Your instructions -
All records are to be retyped faithfully and completely.

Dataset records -

* * * *

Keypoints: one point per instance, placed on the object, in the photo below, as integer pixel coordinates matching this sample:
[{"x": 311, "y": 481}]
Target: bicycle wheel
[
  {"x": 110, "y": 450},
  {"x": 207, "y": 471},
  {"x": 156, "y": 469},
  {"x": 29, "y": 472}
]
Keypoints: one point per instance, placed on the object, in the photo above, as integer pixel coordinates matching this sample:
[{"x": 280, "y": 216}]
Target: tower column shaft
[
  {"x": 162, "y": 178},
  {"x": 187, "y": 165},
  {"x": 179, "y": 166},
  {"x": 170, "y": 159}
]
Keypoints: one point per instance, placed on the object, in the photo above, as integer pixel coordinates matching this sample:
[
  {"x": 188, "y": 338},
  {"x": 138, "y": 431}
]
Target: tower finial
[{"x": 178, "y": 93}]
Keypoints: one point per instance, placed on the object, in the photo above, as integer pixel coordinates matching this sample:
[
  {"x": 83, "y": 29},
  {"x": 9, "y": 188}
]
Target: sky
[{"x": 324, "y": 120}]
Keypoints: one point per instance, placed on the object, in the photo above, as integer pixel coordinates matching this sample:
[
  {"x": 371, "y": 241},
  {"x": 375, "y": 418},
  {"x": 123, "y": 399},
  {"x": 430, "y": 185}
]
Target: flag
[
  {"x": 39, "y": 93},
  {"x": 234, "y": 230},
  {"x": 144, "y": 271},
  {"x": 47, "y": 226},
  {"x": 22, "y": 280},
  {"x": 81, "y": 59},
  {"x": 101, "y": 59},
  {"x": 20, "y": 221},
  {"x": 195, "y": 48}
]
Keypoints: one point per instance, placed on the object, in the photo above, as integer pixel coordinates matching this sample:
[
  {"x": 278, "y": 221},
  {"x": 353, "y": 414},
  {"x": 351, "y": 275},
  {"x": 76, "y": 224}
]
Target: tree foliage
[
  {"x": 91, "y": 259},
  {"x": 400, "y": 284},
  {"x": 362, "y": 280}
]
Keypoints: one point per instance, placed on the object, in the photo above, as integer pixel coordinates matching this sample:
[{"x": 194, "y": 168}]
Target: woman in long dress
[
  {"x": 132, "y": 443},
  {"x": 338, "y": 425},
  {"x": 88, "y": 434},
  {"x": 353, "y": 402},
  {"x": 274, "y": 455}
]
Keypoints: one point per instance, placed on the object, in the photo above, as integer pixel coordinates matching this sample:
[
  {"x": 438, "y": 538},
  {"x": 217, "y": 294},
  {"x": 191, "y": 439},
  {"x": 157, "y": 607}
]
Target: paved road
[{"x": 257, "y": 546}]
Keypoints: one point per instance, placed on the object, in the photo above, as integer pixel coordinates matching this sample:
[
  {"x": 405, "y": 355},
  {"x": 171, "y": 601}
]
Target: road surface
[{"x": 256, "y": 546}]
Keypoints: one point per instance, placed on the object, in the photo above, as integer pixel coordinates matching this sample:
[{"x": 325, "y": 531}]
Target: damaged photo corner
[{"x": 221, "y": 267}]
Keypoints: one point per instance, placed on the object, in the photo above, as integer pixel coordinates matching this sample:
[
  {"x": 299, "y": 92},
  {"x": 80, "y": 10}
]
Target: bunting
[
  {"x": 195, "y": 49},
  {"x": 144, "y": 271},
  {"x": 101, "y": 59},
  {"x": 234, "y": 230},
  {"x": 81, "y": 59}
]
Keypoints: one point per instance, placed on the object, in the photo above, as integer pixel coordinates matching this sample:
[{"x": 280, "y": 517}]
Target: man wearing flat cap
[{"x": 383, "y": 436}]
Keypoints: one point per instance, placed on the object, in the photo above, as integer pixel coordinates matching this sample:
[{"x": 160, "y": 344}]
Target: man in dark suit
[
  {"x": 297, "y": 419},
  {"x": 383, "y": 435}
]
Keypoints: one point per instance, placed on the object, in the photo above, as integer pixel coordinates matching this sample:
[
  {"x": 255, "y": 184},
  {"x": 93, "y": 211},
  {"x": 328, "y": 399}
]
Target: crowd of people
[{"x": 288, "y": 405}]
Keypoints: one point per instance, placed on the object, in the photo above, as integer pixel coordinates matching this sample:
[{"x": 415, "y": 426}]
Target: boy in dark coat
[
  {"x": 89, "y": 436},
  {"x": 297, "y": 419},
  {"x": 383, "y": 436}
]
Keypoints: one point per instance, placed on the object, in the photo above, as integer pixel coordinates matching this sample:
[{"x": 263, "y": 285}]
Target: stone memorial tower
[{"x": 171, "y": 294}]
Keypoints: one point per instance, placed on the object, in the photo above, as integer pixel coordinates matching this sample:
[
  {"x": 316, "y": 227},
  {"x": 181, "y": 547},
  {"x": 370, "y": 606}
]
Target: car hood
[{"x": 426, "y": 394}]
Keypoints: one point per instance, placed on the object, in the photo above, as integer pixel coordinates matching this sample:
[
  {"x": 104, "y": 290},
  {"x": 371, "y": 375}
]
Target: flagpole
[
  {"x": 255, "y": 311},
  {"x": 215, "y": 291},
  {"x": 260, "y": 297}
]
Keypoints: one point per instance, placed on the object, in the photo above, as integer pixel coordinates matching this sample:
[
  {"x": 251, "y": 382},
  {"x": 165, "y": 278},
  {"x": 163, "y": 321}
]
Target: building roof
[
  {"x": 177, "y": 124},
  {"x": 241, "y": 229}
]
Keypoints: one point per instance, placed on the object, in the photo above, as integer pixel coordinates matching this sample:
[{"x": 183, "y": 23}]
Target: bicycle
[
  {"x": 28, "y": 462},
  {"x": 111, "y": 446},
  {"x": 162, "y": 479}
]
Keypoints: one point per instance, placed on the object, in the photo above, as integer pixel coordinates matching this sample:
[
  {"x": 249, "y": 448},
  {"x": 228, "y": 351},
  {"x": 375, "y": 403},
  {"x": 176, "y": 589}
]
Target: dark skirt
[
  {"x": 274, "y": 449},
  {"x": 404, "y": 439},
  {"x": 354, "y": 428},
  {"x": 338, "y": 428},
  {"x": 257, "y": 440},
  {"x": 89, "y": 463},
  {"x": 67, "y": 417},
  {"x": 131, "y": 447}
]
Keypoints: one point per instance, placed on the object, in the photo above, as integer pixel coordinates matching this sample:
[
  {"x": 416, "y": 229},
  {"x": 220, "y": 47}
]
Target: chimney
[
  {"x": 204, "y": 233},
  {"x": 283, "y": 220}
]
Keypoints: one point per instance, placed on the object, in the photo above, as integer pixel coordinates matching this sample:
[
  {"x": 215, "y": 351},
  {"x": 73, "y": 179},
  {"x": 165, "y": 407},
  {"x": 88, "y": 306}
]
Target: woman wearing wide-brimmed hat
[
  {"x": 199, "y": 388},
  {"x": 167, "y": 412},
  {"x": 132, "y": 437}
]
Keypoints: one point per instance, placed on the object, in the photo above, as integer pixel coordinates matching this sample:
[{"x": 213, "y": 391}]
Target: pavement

* * * *

Answer space -
Keypoints: one point per instance, placed on the object, in the photo below, as integer pixel coordinates matching this sample:
[{"x": 311, "y": 481}]
Target: bicycle wheel
[
  {"x": 110, "y": 450},
  {"x": 207, "y": 471},
  {"x": 156, "y": 469},
  {"x": 29, "y": 472}
]
Keypoints: one point per instance, placed on the object, in the photo above, as integer pixel coordinates matching this sample:
[{"x": 280, "y": 216}]
Target: tower column shaft
[
  {"x": 162, "y": 178},
  {"x": 187, "y": 165},
  {"x": 179, "y": 166},
  {"x": 170, "y": 159}
]
Keypoints: one point per instance, placed on the object, in the photo above, as integer pixel coordinates matching this sample:
[
  {"x": 188, "y": 338},
  {"x": 138, "y": 431}
]
Target: tower finial
[{"x": 178, "y": 93}]
Keypoints: one point per instance, placed on the object, in the photo above, as integer pixel coordinates matching this sample:
[
  {"x": 83, "y": 29},
  {"x": 9, "y": 188}
]
Target: sky
[{"x": 324, "y": 120}]
Keypoints: one point per instance, placed on the object, in the photo above, as integer pixel coordinates matching this sample:
[
  {"x": 371, "y": 241},
  {"x": 375, "y": 418},
  {"x": 123, "y": 399},
  {"x": 430, "y": 185}
]
Target: flag
[
  {"x": 39, "y": 93},
  {"x": 234, "y": 230},
  {"x": 144, "y": 271},
  {"x": 47, "y": 226},
  {"x": 22, "y": 280},
  {"x": 81, "y": 59},
  {"x": 101, "y": 59},
  {"x": 20, "y": 221},
  {"x": 195, "y": 48}
]
Keypoints: one point per instance, placed on the object, in the photo above, as integer pixel coordinates matching this sample:
[
  {"x": 278, "y": 221},
  {"x": 353, "y": 414},
  {"x": 351, "y": 275},
  {"x": 76, "y": 224}
]
Target: tree foliage
[
  {"x": 91, "y": 259},
  {"x": 400, "y": 284},
  {"x": 362, "y": 280}
]
Keypoints: one point per instance, placed on the object, in the photo above, as integer pixel coordinates matching this sample:
[{"x": 194, "y": 168}]
Target: woman in long dress
[
  {"x": 132, "y": 443},
  {"x": 338, "y": 425},
  {"x": 88, "y": 434},
  {"x": 353, "y": 402},
  {"x": 274, "y": 455}
]
Keypoints: one point per instance, placed on the object, in the photo above, as integer pixel coordinates matching this sample:
[
  {"x": 438, "y": 538},
  {"x": 217, "y": 294},
  {"x": 191, "y": 439},
  {"x": 157, "y": 607}
]
Target: paved road
[{"x": 257, "y": 546}]
Keypoints: one point per instance, placed on the object, in the photo above, as integer pixel coordinates matching this sample:
[
  {"x": 405, "y": 355},
  {"x": 171, "y": 601}
]
Target: road surface
[{"x": 256, "y": 546}]
Keypoints: one point per instance, placed on the object, in the photo above, as integer pixel coordinates matching this sample:
[{"x": 325, "y": 531}]
Target: damaged photo corner
[{"x": 221, "y": 267}]
Keypoints: one point per instance, placed on the object, in the photo above, as integer pixel coordinates matching this sample:
[
  {"x": 299, "y": 92},
  {"x": 80, "y": 10}
]
Target: bunting
[
  {"x": 195, "y": 49},
  {"x": 144, "y": 271},
  {"x": 101, "y": 59},
  {"x": 234, "y": 230},
  {"x": 81, "y": 59}
]
Keypoints: one point per instance, placed on the object, in the photo above, as integer pixel coordinates matching this sample:
[{"x": 280, "y": 517}]
Target: man wearing flat cap
[{"x": 383, "y": 436}]
Keypoints: one point per instance, placed on the object, in the photo above, as integer pixel coordinates matching this sample:
[{"x": 160, "y": 344}]
Target: man in dark suit
[
  {"x": 297, "y": 419},
  {"x": 383, "y": 435}
]
Keypoints: one point per instance, placed on the object, in the photo above, as integer pixel coordinates matching this sample:
[
  {"x": 255, "y": 184},
  {"x": 93, "y": 211},
  {"x": 328, "y": 399}
]
Target: crowd of people
[{"x": 288, "y": 405}]
Keypoints: one point per instance, placed on the object, in the photo above, as integer pixel coordinates matching this sample:
[{"x": 415, "y": 426}]
Target: boy in dark coat
[
  {"x": 89, "y": 436},
  {"x": 297, "y": 419},
  {"x": 383, "y": 436}
]
Keypoints: one point per instance, placed on the object, in the photo above, as integer pixel coordinates matching this sample:
[{"x": 263, "y": 285}]
Target: stone memorial tower
[{"x": 171, "y": 294}]
Keypoints: one point per instance, placed on the object, in the photo above, as integer pixel coordinates matching this sample:
[
  {"x": 316, "y": 227},
  {"x": 181, "y": 547},
  {"x": 370, "y": 606}
]
Target: car hood
[{"x": 426, "y": 394}]
Keypoints: one point per instance, placed on the object, in the photo above, as integer pixel coordinates matching this sample:
[
  {"x": 104, "y": 290},
  {"x": 371, "y": 375}
]
Target: flagpole
[
  {"x": 255, "y": 311},
  {"x": 215, "y": 291},
  {"x": 260, "y": 297}
]
Keypoints: one point per instance, placed on the object, in the photo above, as integer pixel coordinates matching this sample:
[
  {"x": 251, "y": 382},
  {"x": 165, "y": 278},
  {"x": 163, "y": 321}
]
Target: building roof
[
  {"x": 177, "y": 124},
  {"x": 241, "y": 229}
]
Keypoints: one point per instance, placed on the object, in the photo above, as integer pixel coordinates matching this sample:
[{"x": 183, "y": 23}]
Target: bicycle
[
  {"x": 28, "y": 462},
  {"x": 111, "y": 446},
  {"x": 162, "y": 479}
]
Keypoints: one point per instance, placed on the object, in the photo above, as integer pixel coordinates matching this sample:
[
  {"x": 249, "y": 448},
  {"x": 228, "y": 351},
  {"x": 375, "y": 403},
  {"x": 176, "y": 589}
]
Target: dark skirt
[
  {"x": 274, "y": 449},
  {"x": 404, "y": 439},
  {"x": 354, "y": 428},
  {"x": 338, "y": 428},
  {"x": 257, "y": 440},
  {"x": 89, "y": 463},
  {"x": 67, "y": 417},
  {"x": 131, "y": 447}
]
Keypoints: one point per instance, placed on the object, in the photo above, as integer pixel coordinates matching this sample:
[
  {"x": 416, "y": 229},
  {"x": 220, "y": 47}
]
Target: chimney
[
  {"x": 204, "y": 233},
  {"x": 283, "y": 220}
]
Keypoints: one point per instance, placed on the object, in the photo above, as integer pixel coordinates matching this sample:
[
  {"x": 215, "y": 351},
  {"x": 73, "y": 179},
  {"x": 165, "y": 407},
  {"x": 88, "y": 306}
]
Target: woman wearing wide-brimmed hat
[
  {"x": 199, "y": 388},
  {"x": 167, "y": 412},
  {"x": 132, "y": 437}
]
Keypoints: one point per instance, placed on the object, in the photo above, as integer pixel coordinates matching this sample:
[{"x": 213, "y": 391}]
Target: pavement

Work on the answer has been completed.